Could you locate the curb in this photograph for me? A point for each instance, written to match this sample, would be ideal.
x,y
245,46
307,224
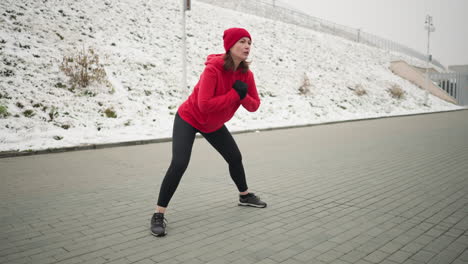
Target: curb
x,y
9,154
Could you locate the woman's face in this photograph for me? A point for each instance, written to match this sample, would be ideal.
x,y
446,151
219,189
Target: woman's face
x,y
240,51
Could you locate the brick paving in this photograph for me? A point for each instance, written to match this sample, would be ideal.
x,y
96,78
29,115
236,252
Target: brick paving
x,y
387,191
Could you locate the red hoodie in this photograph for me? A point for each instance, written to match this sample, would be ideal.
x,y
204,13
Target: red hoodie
x,y
213,101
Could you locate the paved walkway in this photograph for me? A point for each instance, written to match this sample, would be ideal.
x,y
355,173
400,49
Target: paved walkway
x,y
380,191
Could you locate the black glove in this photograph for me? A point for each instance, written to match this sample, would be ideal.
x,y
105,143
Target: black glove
x,y
241,88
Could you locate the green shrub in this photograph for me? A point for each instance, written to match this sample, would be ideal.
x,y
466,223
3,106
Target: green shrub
x,y
28,113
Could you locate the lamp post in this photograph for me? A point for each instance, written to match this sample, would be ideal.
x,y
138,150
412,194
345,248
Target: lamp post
x,y
186,6
429,26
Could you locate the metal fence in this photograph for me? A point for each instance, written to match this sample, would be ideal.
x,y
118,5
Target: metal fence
x,y
455,84
270,11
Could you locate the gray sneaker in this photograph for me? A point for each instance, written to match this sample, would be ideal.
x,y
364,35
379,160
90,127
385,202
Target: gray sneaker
x,y
158,226
251,200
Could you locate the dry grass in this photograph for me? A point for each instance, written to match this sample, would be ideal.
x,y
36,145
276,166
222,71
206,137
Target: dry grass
x,y
83,68
304,89
396,91
359,90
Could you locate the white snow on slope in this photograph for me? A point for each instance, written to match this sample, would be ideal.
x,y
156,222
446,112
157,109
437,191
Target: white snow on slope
x,y
139,45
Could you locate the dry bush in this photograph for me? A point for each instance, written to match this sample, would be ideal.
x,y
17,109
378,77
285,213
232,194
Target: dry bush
x,y
83,68
359,90
396,91
304,89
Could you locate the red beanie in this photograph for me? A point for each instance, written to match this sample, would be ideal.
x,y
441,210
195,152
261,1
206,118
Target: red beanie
x,y
232,35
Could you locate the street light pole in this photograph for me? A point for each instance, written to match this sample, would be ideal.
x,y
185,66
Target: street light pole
x,y
186,5
430,28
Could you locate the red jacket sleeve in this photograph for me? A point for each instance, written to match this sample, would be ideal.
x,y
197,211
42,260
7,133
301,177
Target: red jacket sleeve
x,y
207,101
251,102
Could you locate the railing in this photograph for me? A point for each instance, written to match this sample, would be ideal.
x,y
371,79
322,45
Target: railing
x,y
455,84
267,10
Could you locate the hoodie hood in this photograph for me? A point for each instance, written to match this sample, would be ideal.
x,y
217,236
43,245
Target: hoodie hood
x,y
216,60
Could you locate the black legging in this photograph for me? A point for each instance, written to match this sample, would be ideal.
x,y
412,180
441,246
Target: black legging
x,y
183,136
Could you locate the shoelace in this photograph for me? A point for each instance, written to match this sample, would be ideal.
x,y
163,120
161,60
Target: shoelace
x,y
160,221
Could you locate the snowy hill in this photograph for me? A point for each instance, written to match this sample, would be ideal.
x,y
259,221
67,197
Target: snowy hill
x,y
303,76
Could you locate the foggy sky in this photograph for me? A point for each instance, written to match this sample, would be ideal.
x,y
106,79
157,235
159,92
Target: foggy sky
x,y
402,21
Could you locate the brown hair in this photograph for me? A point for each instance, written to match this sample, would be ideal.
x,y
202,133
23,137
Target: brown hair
x,y
229,63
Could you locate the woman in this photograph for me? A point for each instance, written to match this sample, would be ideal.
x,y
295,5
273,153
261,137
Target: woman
x,y
225,84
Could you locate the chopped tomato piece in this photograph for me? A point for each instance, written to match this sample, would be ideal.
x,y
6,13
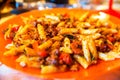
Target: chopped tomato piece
x,y
42,53
14,29
65,57
111,39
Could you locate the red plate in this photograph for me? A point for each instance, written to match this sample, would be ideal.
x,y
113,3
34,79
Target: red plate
x,y
92,72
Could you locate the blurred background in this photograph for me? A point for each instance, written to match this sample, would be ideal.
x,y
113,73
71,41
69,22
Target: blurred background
x,y
12,7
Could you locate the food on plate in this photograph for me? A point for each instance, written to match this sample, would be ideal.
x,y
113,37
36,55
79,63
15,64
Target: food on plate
x,y
59,42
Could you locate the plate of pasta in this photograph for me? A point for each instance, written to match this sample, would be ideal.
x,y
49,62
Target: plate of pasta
x,y
57,43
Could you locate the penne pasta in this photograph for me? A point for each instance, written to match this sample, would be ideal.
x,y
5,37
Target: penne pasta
x,y
68,30
82,61
86,50
92,48
45,45
41,31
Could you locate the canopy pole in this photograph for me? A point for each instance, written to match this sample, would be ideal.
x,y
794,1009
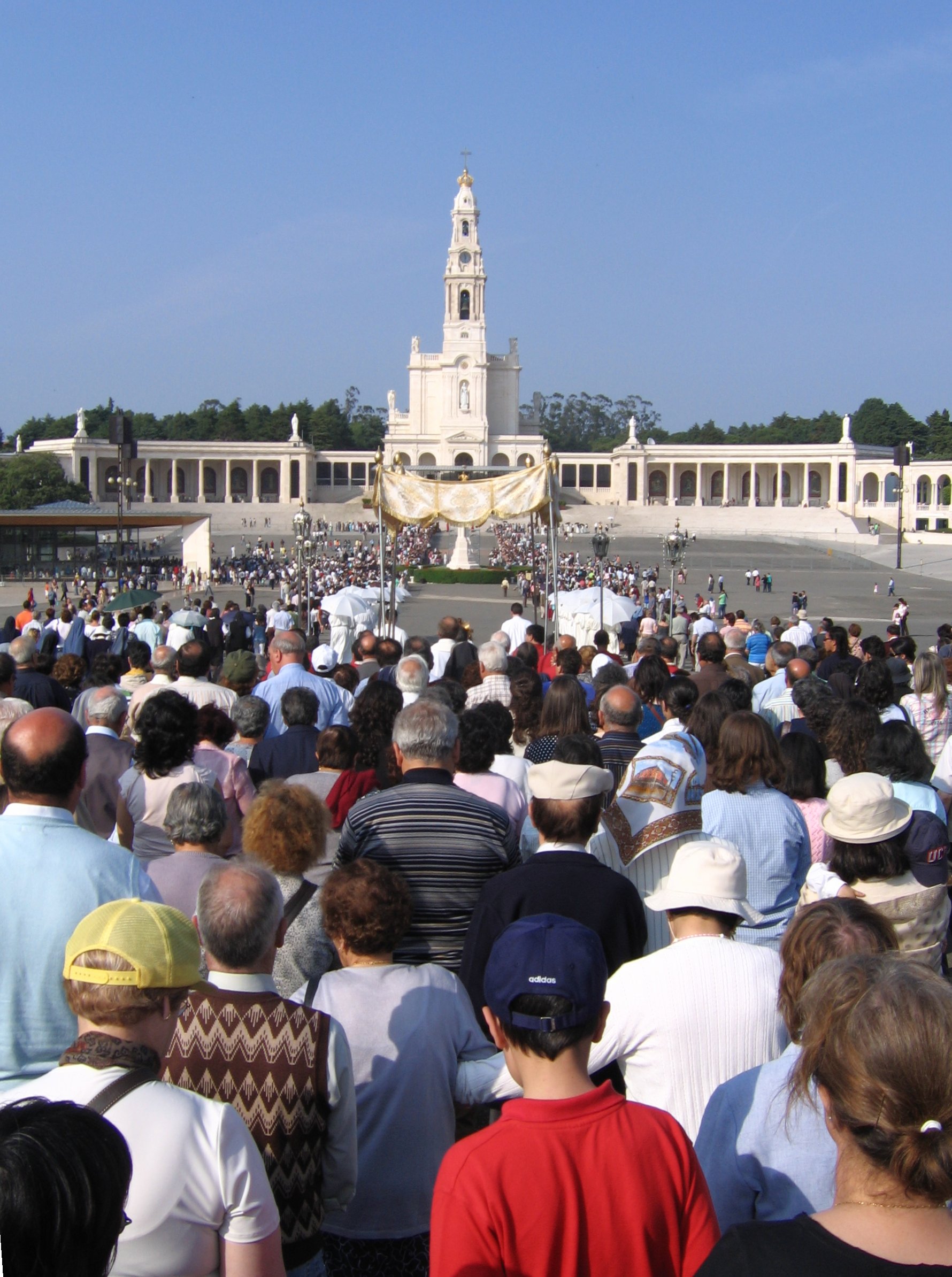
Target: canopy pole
x,y
382,544
393,591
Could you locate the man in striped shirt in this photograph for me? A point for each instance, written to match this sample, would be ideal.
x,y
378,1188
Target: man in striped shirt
x,y
445,843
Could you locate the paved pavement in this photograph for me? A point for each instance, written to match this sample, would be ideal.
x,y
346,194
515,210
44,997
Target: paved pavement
x,y
838,583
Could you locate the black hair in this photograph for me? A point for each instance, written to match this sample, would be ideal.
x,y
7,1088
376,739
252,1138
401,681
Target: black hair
x,y
195,659
539,1041
64,1179
738,691
862,861
501,722
477,742
585,751
804,766
873,647
300,706
168,728
53,774
874,685
139,653
680,696
897,751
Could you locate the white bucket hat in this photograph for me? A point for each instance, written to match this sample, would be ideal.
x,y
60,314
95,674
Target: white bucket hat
x,y
864,810
706,874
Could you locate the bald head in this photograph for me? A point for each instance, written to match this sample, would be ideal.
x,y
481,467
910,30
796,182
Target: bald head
x,y
44,759
164,659
796,670
620,710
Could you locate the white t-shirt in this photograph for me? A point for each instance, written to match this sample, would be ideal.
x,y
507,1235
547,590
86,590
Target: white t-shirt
□ □ □ □
What needs to be done.
Pictures are to be left out; otherwise, copy exactly each line from the one containing "Could you locate the blurred" through the last line of the listing.

Answer.
Could you locate the blurred background in this photograph for me? A point for each instance, written to match this sample, would be ideal.
x,y
113,73
71,41
69,22
Target: blurred background
x,y
12,7
Could you locate the food on plate in this photograph for me? A point for each instance, written to match this sample, would be ideal.
x,y
113,37
36,55
79,63
15,64
Target: food on plate
x,y
59,42
Could you locate the plate of pasta in this photograph for me? A point for each instance, written to match this sample, would be ideal.
x,y
49,62
Target: plate of pasta
x,y
57,43
Could you locate the penne pasta in this photograph for me? A point for each instance, written to match this sample, would be ideal.
x,y
5,37
Target: penne pasta
x,y
68,30
82,61
86,50
92,48
45,45
41,31
Could you locate the canopy pole in this photograph for me? A point for each instance, written to match this sample, would be ideal.
x,y
794,1009
Target: canopy pole
x,y
382,544
393,591
Could you locate the man in striped shirt in this photograph for me? A point for each instance, written to match this sample, would be ideal.
x,y
378,1188
Target: man in striped shirt
x,y
445,843
Could you locate the paved pavement in this photograph for me? A point for each instance, written to match this sample, would be ideal.
x,y
346,194
515,210
44,997
Target: paved pavement
x,y
838,583
Could you locate the black hair in this photograph for me? A point for each instance, written to match this sample, would be ideal.
x,y
7,1088
376,739
252,1138
401,681
Target: black hair
x,y
195,659
539,1041
64,1179
738,691
862,861
501,722
477,742
585,751
804,766
873,647
300,706
168,728
53,774
874,685
139,653
680,696
897,751
Could you locate the white bucket hat in this photograph for me? A point for each instance, written to match this sample, would be ideal.
x,y
60,314
95,674
Target: white bucket hat
x,y
864,810
706,874
Could you locate the bald head in this photograph for me? A point for each instance, written to match this sample, would be ideal.
x,y
481,467
910,30
796,182
Target: bald head
x,y
44,759
164,659
796,670
620,710
Could you locate the white t-shirt in this photograph for me? A point for each instance, written to match this sample, would be ideal.
x,y
507,1235
547,590
86,590
Target: white t-shirt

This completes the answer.